**Written exercise**
Look below for the line with "For the audit, pick out each instance of the woman's", and from there restate every line word for word until the entries end.

**Source data**
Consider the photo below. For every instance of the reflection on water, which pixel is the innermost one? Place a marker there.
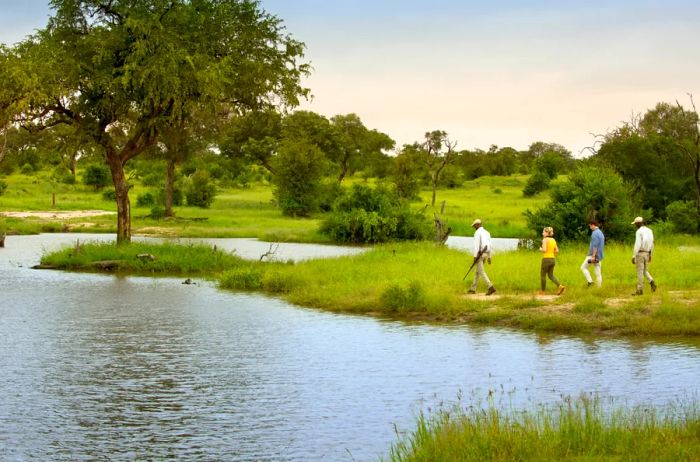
(103, 367)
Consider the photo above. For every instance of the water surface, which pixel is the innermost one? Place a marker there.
(123, 368)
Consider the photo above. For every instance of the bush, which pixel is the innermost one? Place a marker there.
(157, 212)
(683, 216)
(145, 200)
(538, 182)
(399, 299)
(109, 195)
(298, 170)
(367, 215)
(97, 176)
(592, 192)
(27, 169)
(277, 282)
(200, 192)
(242, 279)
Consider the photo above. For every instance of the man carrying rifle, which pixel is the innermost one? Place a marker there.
(482, 253)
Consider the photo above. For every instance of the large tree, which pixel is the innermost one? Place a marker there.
(438, 152)
(119, 70)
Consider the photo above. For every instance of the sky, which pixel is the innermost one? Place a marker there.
(504, 73)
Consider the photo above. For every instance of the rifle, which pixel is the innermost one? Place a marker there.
(478, 257)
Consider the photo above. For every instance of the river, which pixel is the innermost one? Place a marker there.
(101, 367)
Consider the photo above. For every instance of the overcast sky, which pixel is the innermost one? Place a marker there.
(507, 73)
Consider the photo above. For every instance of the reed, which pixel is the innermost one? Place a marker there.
(573, 430)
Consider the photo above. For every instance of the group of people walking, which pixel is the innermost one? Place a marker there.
(641, 257)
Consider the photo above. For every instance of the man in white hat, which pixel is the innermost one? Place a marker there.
(641, 256)
(482, 253)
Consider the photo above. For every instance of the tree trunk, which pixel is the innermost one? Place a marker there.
(169, 187)
(121, 189)
(73, 163)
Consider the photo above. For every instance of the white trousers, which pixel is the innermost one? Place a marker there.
(596, 269)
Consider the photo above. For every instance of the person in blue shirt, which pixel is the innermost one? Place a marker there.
(595, 255)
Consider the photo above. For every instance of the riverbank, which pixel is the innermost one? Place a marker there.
(419, 281)
(573, 430)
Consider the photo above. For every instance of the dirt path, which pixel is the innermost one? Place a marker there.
(57, 215)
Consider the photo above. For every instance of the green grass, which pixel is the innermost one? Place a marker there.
(250, 212)
(421, 281)
(498, 201)
(235, 213)
(145, 259)
(574, 430)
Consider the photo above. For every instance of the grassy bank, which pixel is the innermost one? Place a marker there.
(579, 430)
(421, 281)
(251, 212)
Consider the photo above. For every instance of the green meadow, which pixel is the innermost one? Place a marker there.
(573, 430)
(399, 280)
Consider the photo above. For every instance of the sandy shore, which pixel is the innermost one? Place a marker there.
(57, 215)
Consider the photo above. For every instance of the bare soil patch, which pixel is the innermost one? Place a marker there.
(58, 214)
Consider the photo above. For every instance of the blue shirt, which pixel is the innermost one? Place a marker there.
(597, 243)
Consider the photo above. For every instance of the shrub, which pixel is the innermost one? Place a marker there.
(591, 192)
(537, 183)
(277, 282)
(200, 192)
(367, 215)
(97, 176)
(109, 195)
(242, 279)
(683, 216)
(396, 298)
(298, 170)
(145, 200)
(157, 212)
(178, 196)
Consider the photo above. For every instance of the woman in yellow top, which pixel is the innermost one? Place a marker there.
(550, 249)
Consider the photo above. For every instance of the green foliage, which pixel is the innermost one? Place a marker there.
(27, 169)
(591, 192)
(109, 195)
(367, 215)
(200, 192)
(157, 212)
(243, 278)
(538, 182)
(398, 299)
(683, 216)
(580, 429)
(97, 176)
(298, 167)
(145, 200)
(406, 175)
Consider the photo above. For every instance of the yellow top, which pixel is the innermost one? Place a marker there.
(550, 247)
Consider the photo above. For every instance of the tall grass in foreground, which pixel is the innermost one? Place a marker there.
(574, 430)
(422, 281)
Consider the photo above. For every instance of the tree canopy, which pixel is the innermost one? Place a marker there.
(119, 71)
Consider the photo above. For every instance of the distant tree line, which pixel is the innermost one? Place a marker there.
(187, 96)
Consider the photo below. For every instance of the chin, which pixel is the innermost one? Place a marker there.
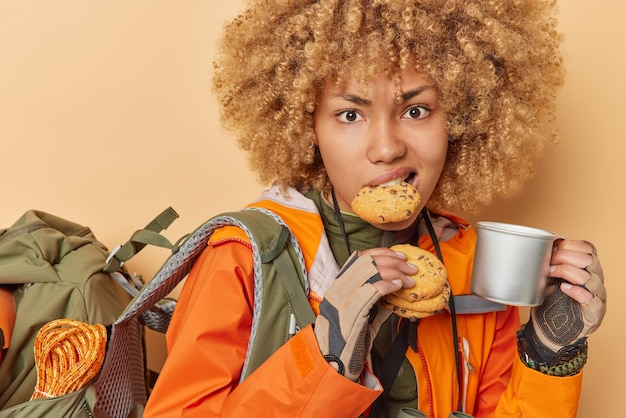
(397, 226)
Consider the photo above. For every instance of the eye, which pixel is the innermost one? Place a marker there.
(416, 112)
(349, 116)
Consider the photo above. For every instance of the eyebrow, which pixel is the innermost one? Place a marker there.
(353, 98)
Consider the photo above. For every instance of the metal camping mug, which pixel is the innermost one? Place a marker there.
(511, 263)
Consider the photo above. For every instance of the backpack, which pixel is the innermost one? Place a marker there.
(58, 269)
(119, 391)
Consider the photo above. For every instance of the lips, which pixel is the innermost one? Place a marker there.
(408, 178)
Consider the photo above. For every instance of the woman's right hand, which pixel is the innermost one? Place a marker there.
(349, 316)
(393, 268)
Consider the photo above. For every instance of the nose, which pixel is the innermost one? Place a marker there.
(385, 143)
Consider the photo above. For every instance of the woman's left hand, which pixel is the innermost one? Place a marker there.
(575, 301)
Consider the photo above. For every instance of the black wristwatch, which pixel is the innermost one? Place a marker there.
(568, 361)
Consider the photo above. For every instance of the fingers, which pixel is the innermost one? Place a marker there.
(571, 261)
(393, 269)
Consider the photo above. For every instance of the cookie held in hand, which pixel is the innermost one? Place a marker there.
(385, 204)
(431, 292)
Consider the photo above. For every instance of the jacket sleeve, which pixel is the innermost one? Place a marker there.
(518, 391)
(207, 342)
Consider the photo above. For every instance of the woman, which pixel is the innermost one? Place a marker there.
(454, 98)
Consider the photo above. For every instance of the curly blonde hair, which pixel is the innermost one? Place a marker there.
(496, 63)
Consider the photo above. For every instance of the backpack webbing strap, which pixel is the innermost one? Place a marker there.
(148, 235)
(298, 299)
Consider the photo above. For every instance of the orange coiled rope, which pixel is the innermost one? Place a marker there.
(68, 355)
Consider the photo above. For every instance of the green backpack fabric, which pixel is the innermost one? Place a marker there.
(281, 308)
(58, 269)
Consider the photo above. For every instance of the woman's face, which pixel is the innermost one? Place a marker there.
(371, 139)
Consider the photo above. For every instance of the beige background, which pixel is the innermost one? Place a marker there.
(106, 118)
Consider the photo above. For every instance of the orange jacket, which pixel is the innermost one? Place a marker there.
(208, 336)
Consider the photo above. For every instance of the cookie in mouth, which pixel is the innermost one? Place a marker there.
(387, 203)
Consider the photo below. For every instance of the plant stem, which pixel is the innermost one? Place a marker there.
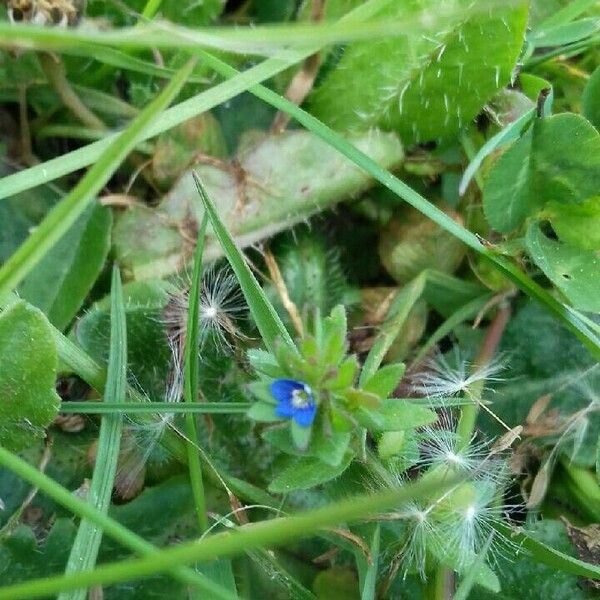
(54, 70)
(84, 551)
(256, 535)
(190, 385)
(108, 525)
(99, 408)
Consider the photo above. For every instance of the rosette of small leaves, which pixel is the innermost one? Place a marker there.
(313, 392)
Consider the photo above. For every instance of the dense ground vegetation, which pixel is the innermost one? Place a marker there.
(300, 299)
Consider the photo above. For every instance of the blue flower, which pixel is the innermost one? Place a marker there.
(295, 400)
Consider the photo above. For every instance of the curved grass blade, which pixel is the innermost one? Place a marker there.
(109, 526)
(266, 318)
(547, 555)
(565, 314)
(84, 551)
(258, 40)
(467, 311)
(389, 330)
(78, 159)
(65, 213)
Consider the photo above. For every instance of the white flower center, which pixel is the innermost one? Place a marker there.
(301, 397)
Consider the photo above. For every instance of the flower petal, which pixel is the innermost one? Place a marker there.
(285, 409)
(282, 389)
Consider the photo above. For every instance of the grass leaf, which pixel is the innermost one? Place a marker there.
(191, 380)
(66, 212)
(109, 526)
(267, 320)
(84, 551)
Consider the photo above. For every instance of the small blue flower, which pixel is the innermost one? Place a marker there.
(295, 400)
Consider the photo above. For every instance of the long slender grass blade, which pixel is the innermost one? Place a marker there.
(190, 392)
(266, 318)
(84, 551)
(65, 213)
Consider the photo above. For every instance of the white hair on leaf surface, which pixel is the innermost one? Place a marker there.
(443, 376)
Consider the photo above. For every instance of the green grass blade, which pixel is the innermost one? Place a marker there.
(547, 555)
(369, 584)
(66, 212)
(258, 39)
(389, 330)
(266, 534)
(190, 389)
(129, 408)
(266, 318)
(84, 551)
(78, 159)
(467, 311)
(109, 526)
(566, 315)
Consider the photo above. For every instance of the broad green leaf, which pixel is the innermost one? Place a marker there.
(22, 557)
(28, 362)
(389, 330)
(312, 271)
(576, 224)
(329, 447)
(82, 157)
(149, 353)
(397, 415)
(590, 101)
(268, 322)
(110, 527)
(263, 412)
(431, 84)
(558, 160)
(575, 272)
(67, 211)
(286, 179)
(60, 282)
(84, 550)
(411, 243)
(305, 473)
(545, 359)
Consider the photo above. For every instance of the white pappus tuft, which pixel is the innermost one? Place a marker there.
(441, 378)
(221, 303)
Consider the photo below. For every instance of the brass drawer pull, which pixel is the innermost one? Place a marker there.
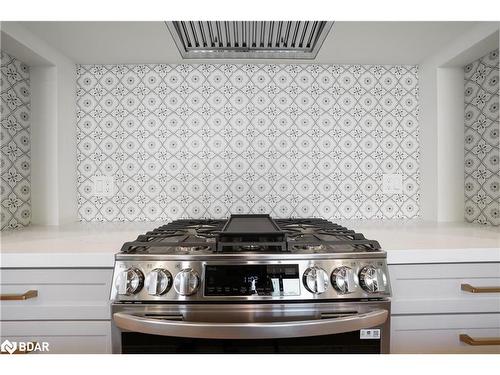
(25, 351)
(479, 340)
(19, 297)
(480, 289)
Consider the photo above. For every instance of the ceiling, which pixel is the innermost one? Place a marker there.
(150, 42)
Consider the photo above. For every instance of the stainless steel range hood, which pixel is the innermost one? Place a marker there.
(249, 39)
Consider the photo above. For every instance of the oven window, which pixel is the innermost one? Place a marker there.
(346, 343)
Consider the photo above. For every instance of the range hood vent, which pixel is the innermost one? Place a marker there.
(249, 39)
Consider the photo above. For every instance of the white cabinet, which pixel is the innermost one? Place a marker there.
(441, 333)
(430, 310)
(63, 293)
(66, 307)
(436, 288)
(63, 337)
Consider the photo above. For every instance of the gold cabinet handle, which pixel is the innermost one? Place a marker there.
(26, 351)
(476, 341)
(19, 297)
(480, 289)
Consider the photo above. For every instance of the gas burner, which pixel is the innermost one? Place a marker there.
(309, 247)
(250, 233)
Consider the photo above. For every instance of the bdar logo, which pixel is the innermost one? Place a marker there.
(8, 347)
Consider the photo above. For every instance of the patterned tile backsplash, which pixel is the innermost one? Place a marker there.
(209, 140)
(15, 188)
(482, 129)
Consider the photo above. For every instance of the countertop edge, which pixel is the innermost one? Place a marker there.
(106, 259)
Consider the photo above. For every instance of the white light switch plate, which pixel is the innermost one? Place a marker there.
(104, 186)
(392, 183)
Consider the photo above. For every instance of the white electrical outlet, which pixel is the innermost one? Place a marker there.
(104, 186)
(392, 183)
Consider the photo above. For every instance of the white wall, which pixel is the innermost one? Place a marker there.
(53, 126)
(441, 122)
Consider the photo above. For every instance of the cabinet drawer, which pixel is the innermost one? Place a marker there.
(63, 294)
(68, 337)
(436, 288)
(440, 333)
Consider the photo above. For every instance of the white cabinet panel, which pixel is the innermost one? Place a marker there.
(64, 337)
(62, 293)
(440, 333)
(435, 288)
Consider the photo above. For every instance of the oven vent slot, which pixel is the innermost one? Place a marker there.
(249, 39)
(337, 314)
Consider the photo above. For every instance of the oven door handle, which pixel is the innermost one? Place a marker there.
(255, 330)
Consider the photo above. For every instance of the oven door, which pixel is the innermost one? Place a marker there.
(336, 327)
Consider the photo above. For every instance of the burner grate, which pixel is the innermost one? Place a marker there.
(250, 233)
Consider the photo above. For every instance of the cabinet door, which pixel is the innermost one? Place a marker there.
(441, 333)
(61, 293)
(63, 337)
(436, 288)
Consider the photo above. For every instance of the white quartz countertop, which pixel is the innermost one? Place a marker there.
(94, 244)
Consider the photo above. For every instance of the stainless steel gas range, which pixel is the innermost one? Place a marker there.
(251, 284)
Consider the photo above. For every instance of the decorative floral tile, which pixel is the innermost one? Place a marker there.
(15, 190)
(482, 154)
(209, 140)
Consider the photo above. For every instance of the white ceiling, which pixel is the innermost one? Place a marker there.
(150, 42)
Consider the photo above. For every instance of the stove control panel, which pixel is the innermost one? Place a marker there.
(302, 279)
(252, 279)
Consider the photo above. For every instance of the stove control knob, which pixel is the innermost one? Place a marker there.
(344, 280)
(315, 280)
(186, 282)
(130, 281)
(372, 279)
(158, 282)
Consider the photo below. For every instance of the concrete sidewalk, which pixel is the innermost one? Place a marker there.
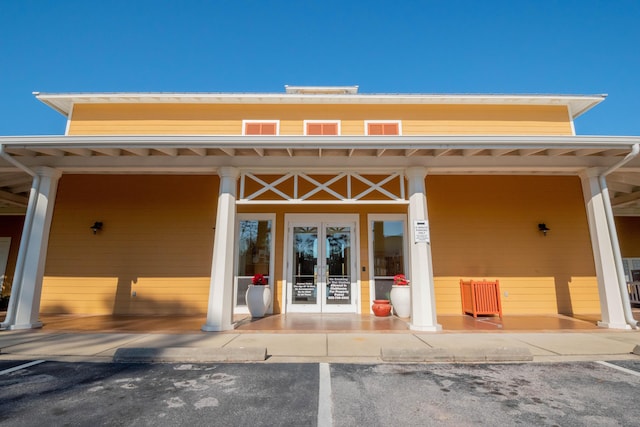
(321, 347)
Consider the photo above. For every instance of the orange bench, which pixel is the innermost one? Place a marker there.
(480, 297)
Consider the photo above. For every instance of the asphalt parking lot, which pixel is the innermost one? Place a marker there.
(80, 394)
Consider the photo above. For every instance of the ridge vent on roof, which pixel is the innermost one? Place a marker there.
(321, 90)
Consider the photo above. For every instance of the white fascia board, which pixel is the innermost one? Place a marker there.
(328, 142)
(63, 102)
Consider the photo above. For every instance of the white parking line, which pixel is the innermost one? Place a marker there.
(325, 417)
(619, 368)
(23, 366)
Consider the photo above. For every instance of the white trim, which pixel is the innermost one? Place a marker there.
(245, 122)
(257, 217)
(318, 186)
(338, 122)
(63, 102)
(331, 142)
(398, 122)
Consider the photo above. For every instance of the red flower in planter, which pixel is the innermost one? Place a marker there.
(259, 280)
(400, 280)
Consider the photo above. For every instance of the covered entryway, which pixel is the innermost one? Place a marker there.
(321, 264)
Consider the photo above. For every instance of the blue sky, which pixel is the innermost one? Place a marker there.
(454, 46)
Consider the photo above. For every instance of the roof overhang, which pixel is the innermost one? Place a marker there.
(204, 154)
(64, 102)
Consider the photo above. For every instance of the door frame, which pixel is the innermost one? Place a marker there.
(322, 220)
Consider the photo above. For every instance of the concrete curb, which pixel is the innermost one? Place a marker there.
(189, 355)
(459, 355)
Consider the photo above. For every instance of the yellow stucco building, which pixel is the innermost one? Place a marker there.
(169, 203)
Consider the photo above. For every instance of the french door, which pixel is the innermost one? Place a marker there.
(321, 264)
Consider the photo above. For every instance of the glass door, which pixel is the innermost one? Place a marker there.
(322, 268)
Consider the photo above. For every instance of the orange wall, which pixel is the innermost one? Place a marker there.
(628, 229)
(157, 241)
(158, 235)
(487, 227)
(175, 119)
(11, 226)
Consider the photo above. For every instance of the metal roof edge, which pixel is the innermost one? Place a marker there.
(63, 102)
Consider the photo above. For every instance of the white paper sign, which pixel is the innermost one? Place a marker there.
(421, 231)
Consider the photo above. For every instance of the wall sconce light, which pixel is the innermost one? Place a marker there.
(543, 227)
(96, 226)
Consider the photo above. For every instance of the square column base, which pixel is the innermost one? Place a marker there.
(434, 328)
(36, 325)
(608, 325)
(218, 328)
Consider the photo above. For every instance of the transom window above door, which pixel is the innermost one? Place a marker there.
(267, 127)
(382, 128)
(329, 127)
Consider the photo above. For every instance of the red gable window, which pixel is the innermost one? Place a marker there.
(322, 128)
(255, 128)
(383, 129)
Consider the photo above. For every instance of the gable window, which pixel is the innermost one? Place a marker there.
(251, 127)
(382, 128)
(312, 127)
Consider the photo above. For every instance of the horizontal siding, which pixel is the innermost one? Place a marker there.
(156, 242)
(526, 295)
(203, 119)
(486, 227)
(628, 228)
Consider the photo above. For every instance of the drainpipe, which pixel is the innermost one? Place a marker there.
(26, 231)
(615, 244)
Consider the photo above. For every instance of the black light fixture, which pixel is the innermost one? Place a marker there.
(96, 226)
(543, 227)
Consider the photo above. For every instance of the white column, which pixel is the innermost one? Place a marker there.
(220, 311)
(28, 288)
(423, 304)
(608, 287)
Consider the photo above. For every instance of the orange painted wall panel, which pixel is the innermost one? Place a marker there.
(11, 226)
(486, 227)
(156, 244)
(194, 119)
(628, 228)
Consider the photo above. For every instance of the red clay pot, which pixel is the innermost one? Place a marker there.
(381, 307)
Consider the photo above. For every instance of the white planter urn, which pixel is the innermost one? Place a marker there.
(258, 299)
(401, 300)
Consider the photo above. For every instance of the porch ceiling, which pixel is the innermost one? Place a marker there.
(204, 154)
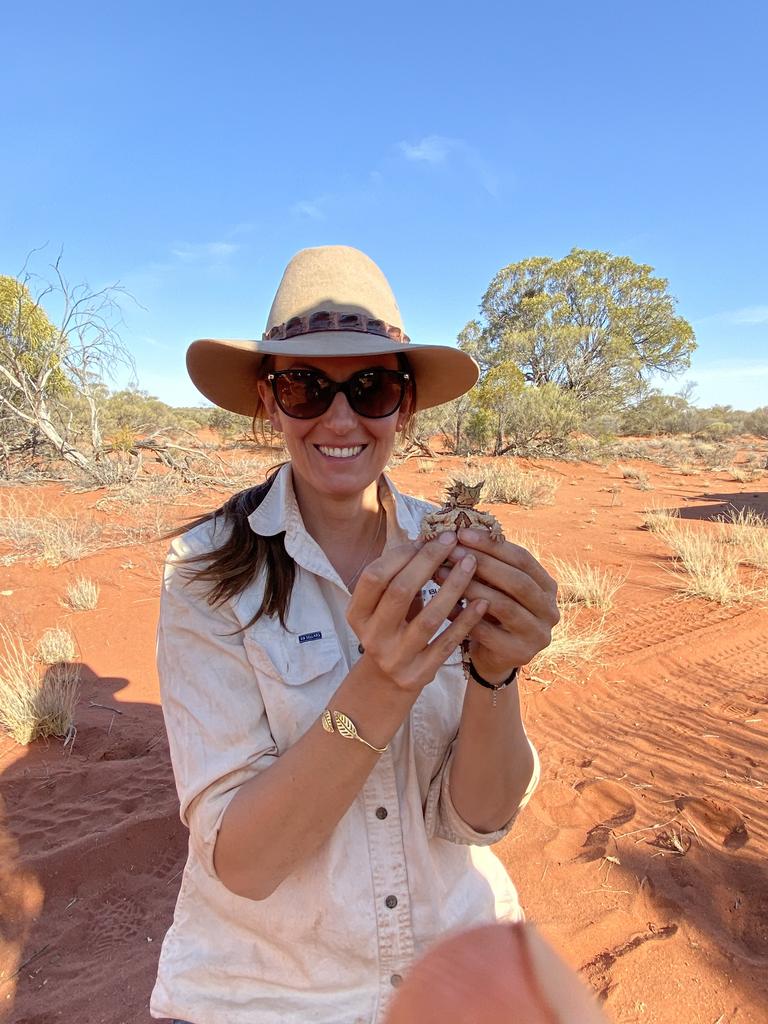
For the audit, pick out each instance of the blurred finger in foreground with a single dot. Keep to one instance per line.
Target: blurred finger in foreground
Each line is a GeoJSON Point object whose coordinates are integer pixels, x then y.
{"type": "Point", "coordinates": [496, 974]}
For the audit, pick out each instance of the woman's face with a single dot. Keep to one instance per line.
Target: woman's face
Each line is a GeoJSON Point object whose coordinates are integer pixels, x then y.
{"type": "Point", "coordinates": [338, 454]}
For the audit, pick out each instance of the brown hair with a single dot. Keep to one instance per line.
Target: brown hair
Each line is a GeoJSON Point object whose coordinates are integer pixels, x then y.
{"type": "Point", "coordinates": [232, 565]}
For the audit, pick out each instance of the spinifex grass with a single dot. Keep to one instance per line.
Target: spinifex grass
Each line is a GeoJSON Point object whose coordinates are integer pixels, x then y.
{"type": "Point", "coordinates": [507, 482]}
{"type": "Point", "coordinates": [748, 530]}
{"type": "Point", "coordinates": [55, 645]}
{"type": "Point", "coordinates": [49, 536]}
{"type": "Point", "coordinates": [710, 568]}
{"type": "Point", "coordinates": [82, 594]}
{"type": "Point", "coordinates": [33, 706]}
{"type": "Point", "coordinates": [580, 583]}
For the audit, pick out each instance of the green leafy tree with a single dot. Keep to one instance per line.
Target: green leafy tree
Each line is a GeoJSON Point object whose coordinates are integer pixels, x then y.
{"type": "Point", "coordinates": [757, 422]}
{"type": "Point", "coordinates": [542, 421]}
{"type": "Point", "coordinates": [593, 324]}
{"type": "Point", "coordinates": [497, 393]}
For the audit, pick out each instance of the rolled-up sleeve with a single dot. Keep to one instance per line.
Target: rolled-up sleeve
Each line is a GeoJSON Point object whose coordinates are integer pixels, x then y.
{"type": "Point", "coordinates": [217, 727]}
{"type": "Point", "coordinates": [443, 821]}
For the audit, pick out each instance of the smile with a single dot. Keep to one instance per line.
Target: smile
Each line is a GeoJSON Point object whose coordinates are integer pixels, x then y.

**Exercise solution**
For the audit, pick out each instance of the woman's face with a single dot. Keep to one instance per line.
Target: woman's face
Each line is a GeoJSON Point object whose coordinates are integer pixels, x then y.
{"type": "Point", "coordinates": [338, 454]}
For the audit, pick out each instance of the brown hair with a single dot. Keep to one instance per line.
Target: brown hair
Each line is a GeoJSON Point object whose coordinates are integer pixels, x then y.
{"type": "Point", "coordinates": [232, 565]}
For the audit, pick out each instance of the spinifex grass with a single dot. Keep to one instance per line.
Target: spinifex grass
Each line is a GeoJSON Point object whose coordinates are integer pixels, x then y.
{"type": "Point", "coordinates": [507, 482]}
{"type": "Point", "coordinates": [748, 530]}
{"type": "Point", "coordinates": [55, 645]}
{"type": "Point", "coordinates": [49, 536]}
{"type": "Point", "coordinates": [710, 568]}
{"type": "Point", "coordinates": [82, 594]}
{"type": "Point", "coordinates": [33, 706]}
{"type": "Point", "coordinates": [580, 583]}
For the audit, pick out each instance of the green leafy tree with a single dot. Keep to one instance per line.
Target: green leafy tree
Each line is a GeoJSON Point object whose coordinates are integer pixels, x then y.
{"type": "Point", "coordinates": [757, 422]}
{"type": "Point", "coordinates": [542, 421]}
{"type": "Point", "coordinates": [593, 324]}
{"type": "Point", "coordinates": [497, 393]}
For the audit, pick out each instance of the rolled-up sleeve with a single dot. Keep to one instance per line.
Target: rolled-up sleeve
Each line is a GeoJSON Point object whose coordinates are integer pixels, x then y.
{"type": "Point", "coordinates": [217, 727]}
{"type": "Point", "coordinates": [443, 821]}
For the audit, pick out each instance of the smile with a single dot. Keep to one instance per line.
Target: smile
Each line is a GeoJSON Point object whose coordinates are integer pixels, x then y.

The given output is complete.